EXCERPT PROVIDED:

After securing the promotion to head coach, Sawvel appears to have wanted to keep the defense in-house, and he couldn’t have picked someone more familiar with the program, promoting linebackers coach, and son of previous head coach Craig Bohl, Aaron Bohl to defensive coordinator. 

In the final year of Craig’s ten-year tenure as Wyoming head coach, the Cowboys’ foundation as a team continued to be grounded on the defensive side of the ball. In 2024, Wyoming will return seven starters from a team that allowed the second fewest points per game (22.3) in the Mountain West, including four members of the Mountain West All-Conference teams. 

Returning eight starters from the defense last year, including four starters on the defensive line, Wyoming is built on the strength of their veterans.

The Cowboys’ front four is unequivocally led by graduate defensive tackle Jordan Bertagnole who enters this season as a member of the preseason All-Mountain West team. En route to being named a member of the All-Conference second team, Bertagnole racked up a team high 5.5 tackles for loss and recorded multiple tackles in all but one game.

Dataset entries:
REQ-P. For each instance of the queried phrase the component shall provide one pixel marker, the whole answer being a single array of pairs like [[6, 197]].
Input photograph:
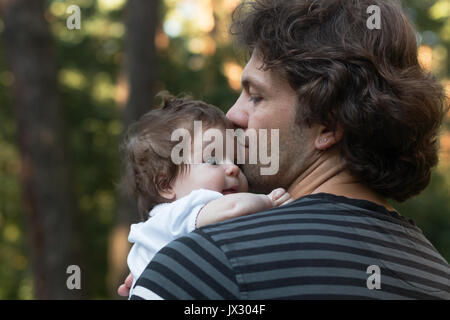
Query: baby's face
[[215, 174]]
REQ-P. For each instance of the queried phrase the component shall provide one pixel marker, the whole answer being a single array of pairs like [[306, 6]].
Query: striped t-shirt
[[320, 246]]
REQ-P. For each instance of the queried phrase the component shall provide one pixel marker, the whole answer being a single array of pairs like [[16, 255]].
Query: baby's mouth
[[230, 190]]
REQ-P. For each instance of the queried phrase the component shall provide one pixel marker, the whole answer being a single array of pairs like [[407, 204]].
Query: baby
[[177, 199]]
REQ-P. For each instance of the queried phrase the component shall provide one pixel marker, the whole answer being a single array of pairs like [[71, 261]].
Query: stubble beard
[[291, 160]]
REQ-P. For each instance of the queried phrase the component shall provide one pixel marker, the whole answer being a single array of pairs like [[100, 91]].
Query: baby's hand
[[280, 197], [240, 204]]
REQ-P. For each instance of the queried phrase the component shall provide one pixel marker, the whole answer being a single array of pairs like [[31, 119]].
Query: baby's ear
[[165, 190]]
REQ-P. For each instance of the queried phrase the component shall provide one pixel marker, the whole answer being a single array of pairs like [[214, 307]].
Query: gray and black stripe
[[318, 247]]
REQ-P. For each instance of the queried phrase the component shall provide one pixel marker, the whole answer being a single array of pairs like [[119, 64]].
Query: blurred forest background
[[66, 97]]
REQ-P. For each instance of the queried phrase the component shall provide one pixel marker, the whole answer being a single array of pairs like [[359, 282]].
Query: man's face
[[268, 102]]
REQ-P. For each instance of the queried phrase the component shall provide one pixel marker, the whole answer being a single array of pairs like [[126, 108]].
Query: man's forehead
[[254, 74]]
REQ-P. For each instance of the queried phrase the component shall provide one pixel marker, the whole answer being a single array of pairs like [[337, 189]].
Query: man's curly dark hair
[[368, 81]]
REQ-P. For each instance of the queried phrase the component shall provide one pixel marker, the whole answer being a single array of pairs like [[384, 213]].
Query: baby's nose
[[232, 170]]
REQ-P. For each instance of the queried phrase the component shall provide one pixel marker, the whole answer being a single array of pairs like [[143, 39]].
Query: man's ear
[[326, 138], [165, 189]]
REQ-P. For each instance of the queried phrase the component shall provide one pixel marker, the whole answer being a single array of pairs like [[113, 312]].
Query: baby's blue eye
[[211, 161]]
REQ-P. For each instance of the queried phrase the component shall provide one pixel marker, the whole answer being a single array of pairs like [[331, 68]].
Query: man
[[358, 121]]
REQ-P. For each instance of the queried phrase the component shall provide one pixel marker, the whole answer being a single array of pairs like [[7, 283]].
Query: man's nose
[[232, 170], [238, 116]]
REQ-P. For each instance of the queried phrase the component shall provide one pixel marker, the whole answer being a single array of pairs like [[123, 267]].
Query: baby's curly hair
[[369, 82], [147, 147]]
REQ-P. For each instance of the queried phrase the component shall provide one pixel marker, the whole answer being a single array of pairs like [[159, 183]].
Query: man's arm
[[189, 268]]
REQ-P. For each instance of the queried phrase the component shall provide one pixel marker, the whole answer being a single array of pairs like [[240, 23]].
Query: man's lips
[[230, 190]]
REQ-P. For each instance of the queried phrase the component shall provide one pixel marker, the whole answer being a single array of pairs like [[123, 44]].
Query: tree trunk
[[140, 67], [47, 195]]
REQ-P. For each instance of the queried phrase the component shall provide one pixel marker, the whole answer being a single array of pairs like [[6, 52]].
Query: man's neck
[[328, 174]]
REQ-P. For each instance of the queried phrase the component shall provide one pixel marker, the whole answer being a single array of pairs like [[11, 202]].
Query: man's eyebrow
[[248, 82]]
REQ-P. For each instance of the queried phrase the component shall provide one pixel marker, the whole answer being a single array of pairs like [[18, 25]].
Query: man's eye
[[255, 99], [211, 161]]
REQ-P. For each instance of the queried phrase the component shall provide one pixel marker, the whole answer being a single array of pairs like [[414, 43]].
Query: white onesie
[[167, 222]]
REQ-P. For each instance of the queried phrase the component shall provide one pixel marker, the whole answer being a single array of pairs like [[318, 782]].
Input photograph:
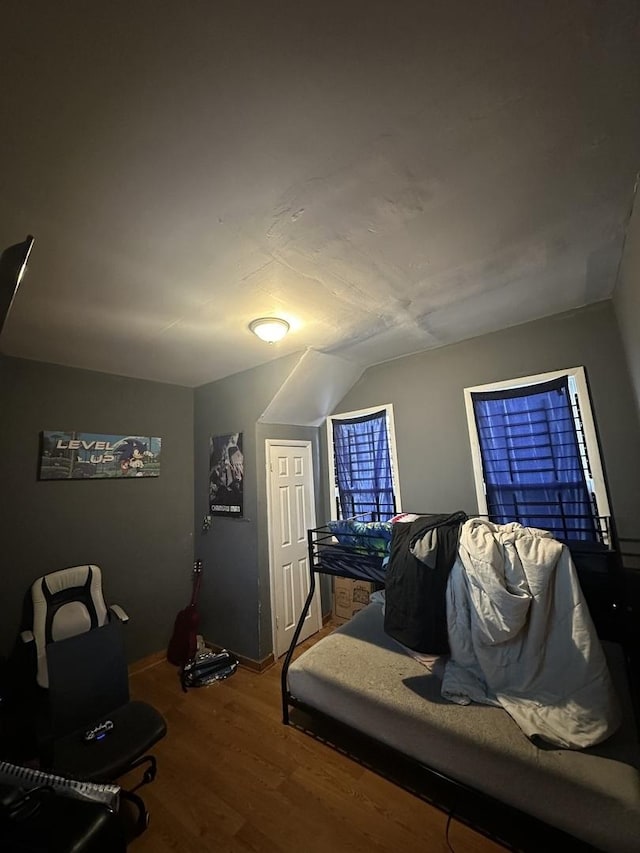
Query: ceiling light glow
[[269, 329]]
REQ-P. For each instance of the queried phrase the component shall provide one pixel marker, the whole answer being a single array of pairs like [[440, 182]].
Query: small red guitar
[[183, 643]]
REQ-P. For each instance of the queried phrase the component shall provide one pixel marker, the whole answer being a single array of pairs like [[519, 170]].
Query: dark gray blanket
[[362, 677]]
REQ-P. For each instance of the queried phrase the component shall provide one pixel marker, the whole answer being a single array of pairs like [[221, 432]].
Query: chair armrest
[[119, 613]]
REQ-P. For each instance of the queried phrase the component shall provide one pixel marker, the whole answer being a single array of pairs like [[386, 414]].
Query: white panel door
[[291, 514]]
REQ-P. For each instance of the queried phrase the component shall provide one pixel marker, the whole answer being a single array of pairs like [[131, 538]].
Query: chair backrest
[[88, 677], [65, 603]]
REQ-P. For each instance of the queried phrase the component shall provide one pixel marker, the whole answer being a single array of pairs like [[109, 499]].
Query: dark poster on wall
[[226, 475]]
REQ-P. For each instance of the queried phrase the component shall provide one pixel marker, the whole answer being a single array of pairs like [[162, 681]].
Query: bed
[[360, 691]]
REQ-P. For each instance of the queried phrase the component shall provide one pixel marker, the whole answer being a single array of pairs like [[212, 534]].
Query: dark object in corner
[[184, 640], [208, 667]]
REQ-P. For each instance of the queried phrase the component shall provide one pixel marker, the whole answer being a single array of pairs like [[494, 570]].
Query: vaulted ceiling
[[387, 176]]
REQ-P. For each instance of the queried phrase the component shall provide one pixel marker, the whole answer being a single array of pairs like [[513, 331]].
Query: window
[[535, 454], [363, 470]]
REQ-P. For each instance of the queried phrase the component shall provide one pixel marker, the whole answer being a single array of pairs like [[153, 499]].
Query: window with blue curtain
[[532, 467], [363, 466]]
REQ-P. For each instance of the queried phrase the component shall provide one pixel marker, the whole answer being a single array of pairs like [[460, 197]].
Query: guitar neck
[[197, 579]]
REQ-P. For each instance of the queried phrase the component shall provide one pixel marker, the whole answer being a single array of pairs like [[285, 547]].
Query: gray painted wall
[[434, 456], [139, 532], [626, 300], [234, 597]]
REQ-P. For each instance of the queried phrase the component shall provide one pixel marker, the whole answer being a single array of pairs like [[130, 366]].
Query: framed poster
[[90, 456], [226, 475]]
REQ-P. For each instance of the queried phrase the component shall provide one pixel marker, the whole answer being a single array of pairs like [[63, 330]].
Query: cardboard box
[[349, 596]]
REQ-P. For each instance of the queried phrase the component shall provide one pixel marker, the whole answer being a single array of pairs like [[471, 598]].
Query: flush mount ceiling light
[[269, 329]]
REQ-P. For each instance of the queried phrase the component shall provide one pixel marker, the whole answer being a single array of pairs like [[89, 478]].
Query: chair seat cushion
[[137, 726]]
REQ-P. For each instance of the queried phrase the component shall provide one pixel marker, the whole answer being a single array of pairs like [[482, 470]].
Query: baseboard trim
[[158, 657]]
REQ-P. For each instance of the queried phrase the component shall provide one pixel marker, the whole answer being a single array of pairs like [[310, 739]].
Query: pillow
[[368, 535]]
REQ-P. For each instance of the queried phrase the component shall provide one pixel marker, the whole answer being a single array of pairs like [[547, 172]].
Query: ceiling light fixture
[[269, 329]]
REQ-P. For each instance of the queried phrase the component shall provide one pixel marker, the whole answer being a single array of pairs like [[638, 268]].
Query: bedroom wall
[[140, 532], [234, 600], [626, 300], [426, 391]]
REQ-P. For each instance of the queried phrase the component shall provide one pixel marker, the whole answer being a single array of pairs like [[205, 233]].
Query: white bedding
[[521, 636]]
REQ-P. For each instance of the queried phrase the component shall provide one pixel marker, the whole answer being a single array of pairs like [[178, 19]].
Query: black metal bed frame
[[602, 579]]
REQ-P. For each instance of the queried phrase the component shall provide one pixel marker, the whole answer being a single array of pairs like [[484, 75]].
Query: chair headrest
[[65, 603]]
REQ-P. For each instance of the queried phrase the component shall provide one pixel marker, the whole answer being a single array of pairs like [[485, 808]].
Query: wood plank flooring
[[232, 778]]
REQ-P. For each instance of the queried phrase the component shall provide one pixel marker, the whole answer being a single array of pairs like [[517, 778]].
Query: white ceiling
[[387, 176]]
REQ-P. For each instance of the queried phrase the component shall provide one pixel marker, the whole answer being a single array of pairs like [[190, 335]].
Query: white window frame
[[391, 432], [579, 377]]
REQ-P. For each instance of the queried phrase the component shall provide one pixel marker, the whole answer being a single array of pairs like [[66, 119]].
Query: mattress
[[360, 676]]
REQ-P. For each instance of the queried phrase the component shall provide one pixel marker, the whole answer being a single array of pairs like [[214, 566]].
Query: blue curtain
[[531, 459], [363, 466]]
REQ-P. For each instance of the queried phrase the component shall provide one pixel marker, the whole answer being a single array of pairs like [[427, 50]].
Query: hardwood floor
[[232, 778]]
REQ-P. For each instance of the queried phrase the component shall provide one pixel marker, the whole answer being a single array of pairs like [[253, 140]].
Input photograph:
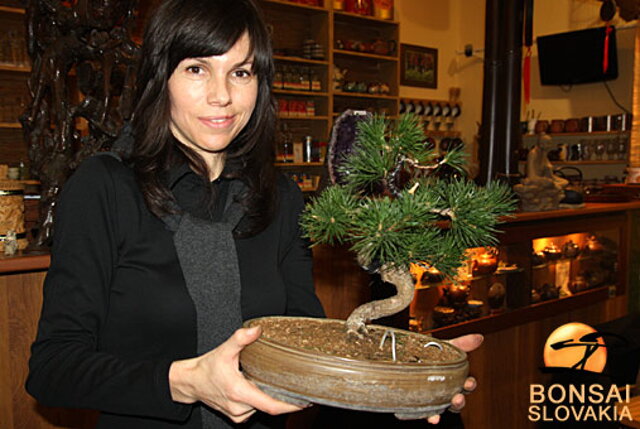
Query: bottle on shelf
[[316, 83], [307, 154], [278, 79], [427, 115], [437, 116], [419, 108], [303, 79]]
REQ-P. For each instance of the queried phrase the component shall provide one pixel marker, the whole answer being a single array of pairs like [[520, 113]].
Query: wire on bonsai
[[391, 206]]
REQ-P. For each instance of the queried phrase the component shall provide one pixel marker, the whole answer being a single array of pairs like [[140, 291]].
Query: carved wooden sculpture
[[81, 87]]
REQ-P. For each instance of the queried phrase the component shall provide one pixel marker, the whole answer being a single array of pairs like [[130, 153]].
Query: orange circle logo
[[577, 346]]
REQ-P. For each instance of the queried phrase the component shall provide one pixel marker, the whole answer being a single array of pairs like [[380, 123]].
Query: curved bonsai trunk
[[401, 279]]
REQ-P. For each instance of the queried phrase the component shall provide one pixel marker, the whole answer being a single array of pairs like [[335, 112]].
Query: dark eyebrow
[[245, 62]]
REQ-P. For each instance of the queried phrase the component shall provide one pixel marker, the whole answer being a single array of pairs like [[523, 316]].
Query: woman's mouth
[[217, 121]]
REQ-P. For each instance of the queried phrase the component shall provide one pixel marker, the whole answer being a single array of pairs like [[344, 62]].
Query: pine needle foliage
[[429, 221]]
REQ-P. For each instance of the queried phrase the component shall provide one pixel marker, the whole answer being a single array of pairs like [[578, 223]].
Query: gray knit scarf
[[209, 261]]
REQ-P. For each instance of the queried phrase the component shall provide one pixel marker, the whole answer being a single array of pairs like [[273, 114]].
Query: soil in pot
[[329, 337]]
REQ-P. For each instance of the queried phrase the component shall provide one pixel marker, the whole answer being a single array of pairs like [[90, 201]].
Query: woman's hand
[[215, 379], [467, 343]]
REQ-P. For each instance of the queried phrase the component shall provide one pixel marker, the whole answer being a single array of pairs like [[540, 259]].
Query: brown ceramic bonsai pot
[[300, 375]]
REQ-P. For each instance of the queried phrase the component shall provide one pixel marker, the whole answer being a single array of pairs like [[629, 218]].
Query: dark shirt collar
[[177, 172]]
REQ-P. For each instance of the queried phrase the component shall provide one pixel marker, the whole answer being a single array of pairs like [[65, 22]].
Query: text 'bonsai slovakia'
[[394, 208]]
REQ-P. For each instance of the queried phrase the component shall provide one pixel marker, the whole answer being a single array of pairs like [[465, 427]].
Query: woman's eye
[[242, 74], [195, 69]]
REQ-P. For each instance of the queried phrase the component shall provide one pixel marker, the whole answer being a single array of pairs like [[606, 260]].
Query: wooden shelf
[[299, 164], [497, 322], [300, 60], [296, 5], [11, 125], [15, 68], [8, 9], [338, 14], [442, 133], [364, 95], [585, 134], [304, 118], [364, 55], [590, 162], [304, 93]]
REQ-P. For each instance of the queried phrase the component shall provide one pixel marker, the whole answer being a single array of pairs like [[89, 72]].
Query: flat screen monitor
[[577, 57]]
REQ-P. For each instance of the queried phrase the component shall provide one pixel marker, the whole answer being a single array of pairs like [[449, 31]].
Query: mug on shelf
[[542, 126], [557, 126]]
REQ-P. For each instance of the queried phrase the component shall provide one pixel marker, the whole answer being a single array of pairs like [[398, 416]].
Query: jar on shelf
[[383, 9]]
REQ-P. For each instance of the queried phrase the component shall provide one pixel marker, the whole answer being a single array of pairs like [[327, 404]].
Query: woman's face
[[212, 99]]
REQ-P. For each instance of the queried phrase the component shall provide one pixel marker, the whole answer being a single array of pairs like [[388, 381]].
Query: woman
[[159, 255]]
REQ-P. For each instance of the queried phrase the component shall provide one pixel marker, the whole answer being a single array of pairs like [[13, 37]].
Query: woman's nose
[[218, 92]]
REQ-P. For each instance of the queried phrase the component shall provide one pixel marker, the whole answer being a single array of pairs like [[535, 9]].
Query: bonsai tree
[[396, 201]]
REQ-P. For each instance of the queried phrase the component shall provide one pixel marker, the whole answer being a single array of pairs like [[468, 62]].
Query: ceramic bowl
[[409, 390]]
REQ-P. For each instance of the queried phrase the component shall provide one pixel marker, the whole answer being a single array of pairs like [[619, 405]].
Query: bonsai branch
[[401, 279]]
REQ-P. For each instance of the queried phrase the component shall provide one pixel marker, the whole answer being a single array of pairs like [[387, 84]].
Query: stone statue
[[541, 190], [93, 39]]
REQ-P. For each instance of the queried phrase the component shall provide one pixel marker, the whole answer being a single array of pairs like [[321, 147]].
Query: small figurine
[[570, 250], [541, 189], [10, 243], [339, 76]]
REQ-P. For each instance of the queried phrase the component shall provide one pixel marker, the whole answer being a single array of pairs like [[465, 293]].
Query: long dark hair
[[199, 28]]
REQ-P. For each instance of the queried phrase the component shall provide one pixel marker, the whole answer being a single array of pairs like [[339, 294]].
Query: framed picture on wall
[[418, 66]]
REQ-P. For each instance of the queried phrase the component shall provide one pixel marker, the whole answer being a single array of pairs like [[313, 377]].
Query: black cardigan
[[116, 310]]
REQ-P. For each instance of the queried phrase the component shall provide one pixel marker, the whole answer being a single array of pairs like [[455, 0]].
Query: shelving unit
[[294, 23], [14, 72], [582, 134], [14, 68], [589, 162], [10, 125], [340, 52], [16, 10]]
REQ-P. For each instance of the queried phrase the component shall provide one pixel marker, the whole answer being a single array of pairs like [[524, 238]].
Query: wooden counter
[[25, 262], [505, 365], [509, 360], [589, 209], [21, 279]]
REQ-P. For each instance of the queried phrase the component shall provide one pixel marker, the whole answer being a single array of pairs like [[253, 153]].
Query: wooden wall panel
[[20, 303], [508, 363]]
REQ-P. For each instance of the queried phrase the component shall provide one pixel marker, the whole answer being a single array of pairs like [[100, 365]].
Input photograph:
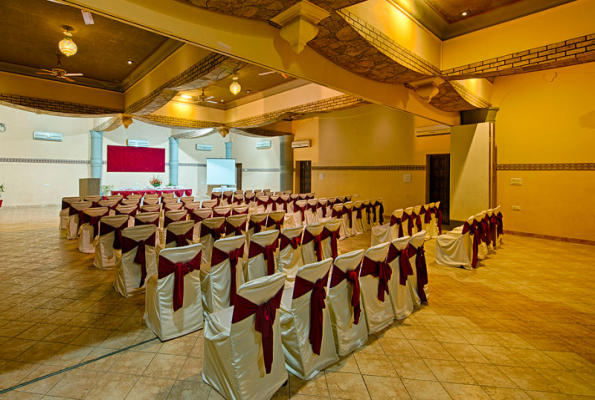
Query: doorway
[[305, 176], [439, 183]]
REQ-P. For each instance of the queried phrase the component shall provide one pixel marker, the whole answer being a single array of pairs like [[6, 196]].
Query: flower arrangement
[[156, 181]]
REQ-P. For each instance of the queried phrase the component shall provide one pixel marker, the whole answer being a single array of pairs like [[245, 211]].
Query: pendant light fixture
[[67, 45], [235, 86]]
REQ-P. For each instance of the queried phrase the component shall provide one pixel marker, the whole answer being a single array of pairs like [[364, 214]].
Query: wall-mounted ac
[[204, 147], [434, 130], [263, 145], [300, 144], [52, 137], [137, 143]]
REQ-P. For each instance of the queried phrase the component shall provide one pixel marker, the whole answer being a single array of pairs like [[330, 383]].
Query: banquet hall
[[311, 199]]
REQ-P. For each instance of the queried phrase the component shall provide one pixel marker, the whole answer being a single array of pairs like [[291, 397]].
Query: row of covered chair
[[465, 245]]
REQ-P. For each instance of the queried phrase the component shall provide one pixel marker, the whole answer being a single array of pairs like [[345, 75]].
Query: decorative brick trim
[[388, 46], [369, 168], [550, 237], [44, 161], [573, 51], [547, 167], [55, 107]]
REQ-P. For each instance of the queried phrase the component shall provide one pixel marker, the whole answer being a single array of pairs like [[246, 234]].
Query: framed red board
[[135, 159]]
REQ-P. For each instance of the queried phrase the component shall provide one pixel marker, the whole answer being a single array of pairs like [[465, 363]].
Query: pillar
[[285, 162], [96, 150], [173, 160], [228, 150]]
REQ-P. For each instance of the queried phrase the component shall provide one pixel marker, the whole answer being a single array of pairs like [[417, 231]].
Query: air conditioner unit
[[137, 143], [53, 137], [300, 144], [263, 145], [204, 147], [434, 130]]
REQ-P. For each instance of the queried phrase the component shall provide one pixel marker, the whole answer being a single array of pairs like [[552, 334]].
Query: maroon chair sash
[[268, 253], [397, 221], [474, 231], [218, 256], [179, 269], [404, 265], [317, 304], [334, 237], [264, 321], [352, 278], [129, 244], [181, 239], [422, 272], [380, 270], [317, 239], [293, 242]]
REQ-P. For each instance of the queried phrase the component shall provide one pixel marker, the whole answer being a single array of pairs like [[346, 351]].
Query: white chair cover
[[109, 227], [290, 252], [87, 231], [348, 334], [311, 241], [216, 280], [300, 301], [72, 227], [381, 234], [159, 315], [233, 351], [257, 264], [401, 296], [379, 313], [128, 280]]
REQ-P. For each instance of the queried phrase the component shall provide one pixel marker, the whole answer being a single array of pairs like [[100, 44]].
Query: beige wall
[[469, 170], [368, 136], [544, 118]]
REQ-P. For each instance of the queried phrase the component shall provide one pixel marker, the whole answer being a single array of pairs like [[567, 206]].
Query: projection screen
[[221, 171]]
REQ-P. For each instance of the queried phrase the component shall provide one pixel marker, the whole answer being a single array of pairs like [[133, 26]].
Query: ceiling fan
[[274, 72], [59, 72]]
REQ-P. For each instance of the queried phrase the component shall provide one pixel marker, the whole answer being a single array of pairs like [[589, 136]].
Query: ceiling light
[[67, 45], [235, 86]]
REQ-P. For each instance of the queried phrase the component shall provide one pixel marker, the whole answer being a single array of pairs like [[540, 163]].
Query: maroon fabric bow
[[422, 272], [317, 304], [293, 242], [263, 322], [334, 237], [397, 221], [218, 256], [179, 269], [216, 232], [352, 278], [105, 229], [404, 265], [268, 253], [309, 237], [180, 239], [474, 231], [380, 270], [129, 244]]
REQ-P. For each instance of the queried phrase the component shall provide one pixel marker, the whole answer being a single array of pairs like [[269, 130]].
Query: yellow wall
[[368, 136], [547, 117], [550, 26]]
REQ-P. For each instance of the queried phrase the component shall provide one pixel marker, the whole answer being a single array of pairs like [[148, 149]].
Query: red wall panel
[[135, 159]]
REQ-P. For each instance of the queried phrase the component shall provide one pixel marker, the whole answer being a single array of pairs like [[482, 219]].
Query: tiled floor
[[520, 327]]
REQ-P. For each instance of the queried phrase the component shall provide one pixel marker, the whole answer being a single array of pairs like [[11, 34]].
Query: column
[[173, 160], [228, 150], [96, 150], [285, 162]]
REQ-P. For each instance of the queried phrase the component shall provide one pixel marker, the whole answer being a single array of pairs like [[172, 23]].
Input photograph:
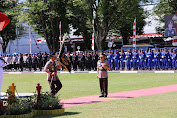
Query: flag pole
[[60, 34], [30, 36], [93, 35], [134, 33]]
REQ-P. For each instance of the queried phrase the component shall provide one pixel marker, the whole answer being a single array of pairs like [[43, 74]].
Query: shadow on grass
[[65, 114]]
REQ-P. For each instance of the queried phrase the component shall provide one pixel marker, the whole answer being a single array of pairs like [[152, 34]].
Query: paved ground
[[139, 71], [112, 96], [119, 95]]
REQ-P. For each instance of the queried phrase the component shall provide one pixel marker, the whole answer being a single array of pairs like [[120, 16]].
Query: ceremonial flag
[[71, 42], [65, 62], [93, 35], [4, 20], [134, 33], [60, 33], [112, 42]]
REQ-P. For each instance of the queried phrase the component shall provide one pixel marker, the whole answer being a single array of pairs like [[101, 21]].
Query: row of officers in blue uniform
[[143, 59], [162, 58]]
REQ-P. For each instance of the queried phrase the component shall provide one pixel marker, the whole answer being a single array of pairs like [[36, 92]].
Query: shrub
[[21, 106], [46, 102]]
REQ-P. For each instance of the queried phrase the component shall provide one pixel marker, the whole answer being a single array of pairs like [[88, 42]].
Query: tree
[[110, 14], [164, 7], [44, 16], [11, 10]]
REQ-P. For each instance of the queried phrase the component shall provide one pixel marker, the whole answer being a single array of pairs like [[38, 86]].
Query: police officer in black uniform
[[74, 61], [94, 60], [39, 61], [29, 61], [21, 62]]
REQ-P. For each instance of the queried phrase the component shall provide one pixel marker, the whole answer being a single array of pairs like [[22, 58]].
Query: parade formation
[[157, 58]]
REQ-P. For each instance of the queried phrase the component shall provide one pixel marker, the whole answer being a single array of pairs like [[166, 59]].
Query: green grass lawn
[[156, 106], [79, 85]]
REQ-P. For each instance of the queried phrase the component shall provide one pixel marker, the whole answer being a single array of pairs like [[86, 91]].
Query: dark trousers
[[104, 86], [55, 86]]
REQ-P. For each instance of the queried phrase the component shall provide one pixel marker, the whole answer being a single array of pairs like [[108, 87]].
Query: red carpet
[[119, 95]]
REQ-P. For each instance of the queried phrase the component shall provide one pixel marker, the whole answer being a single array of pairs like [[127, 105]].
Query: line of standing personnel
[[25, 61], [158, 59]]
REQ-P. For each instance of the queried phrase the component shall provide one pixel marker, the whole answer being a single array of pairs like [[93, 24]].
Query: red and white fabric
[[60, 32], [134, 33], [110, 40], [4, 20], [174, 41], [71, 42], [93, 35]]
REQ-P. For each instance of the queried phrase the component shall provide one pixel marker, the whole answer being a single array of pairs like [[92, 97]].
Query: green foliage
[[11, 9], [164, 7], [21, 106], [110, 15], [44, 16], [47, 102], [2, 109]]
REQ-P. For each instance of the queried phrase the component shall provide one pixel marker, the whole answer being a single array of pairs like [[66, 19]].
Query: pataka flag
[[65, 61], [4, 20]]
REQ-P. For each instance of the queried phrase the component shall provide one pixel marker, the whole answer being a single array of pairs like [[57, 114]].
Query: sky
[[149, 28]]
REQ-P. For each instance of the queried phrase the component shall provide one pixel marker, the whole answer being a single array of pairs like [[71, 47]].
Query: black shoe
[[101, 96]]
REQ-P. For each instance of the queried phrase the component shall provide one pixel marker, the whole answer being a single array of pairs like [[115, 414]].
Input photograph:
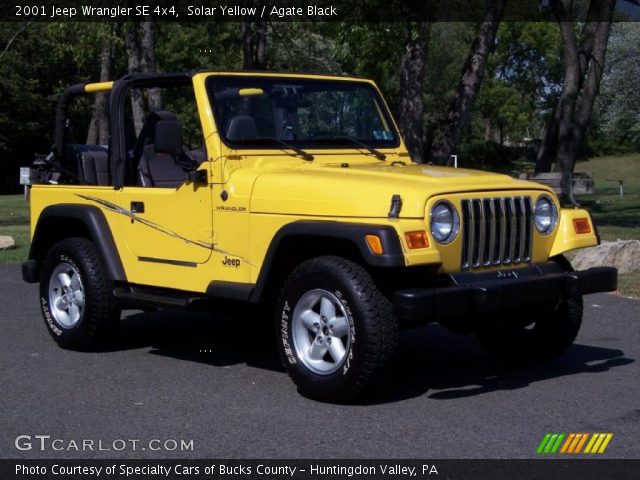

WHAT NEEDS TO BE DONE:
In the excerpt above on Wyoming's defense, reproduce word for word the passage that begins with the words "Returning eight starters" and stops after the words "of their veterans.".

ANSWER FOR THIS EXERCISE:
Returning eight starters from the defense last year, including four starters on the defensive line, Wyoming is built on the strength of their veterans.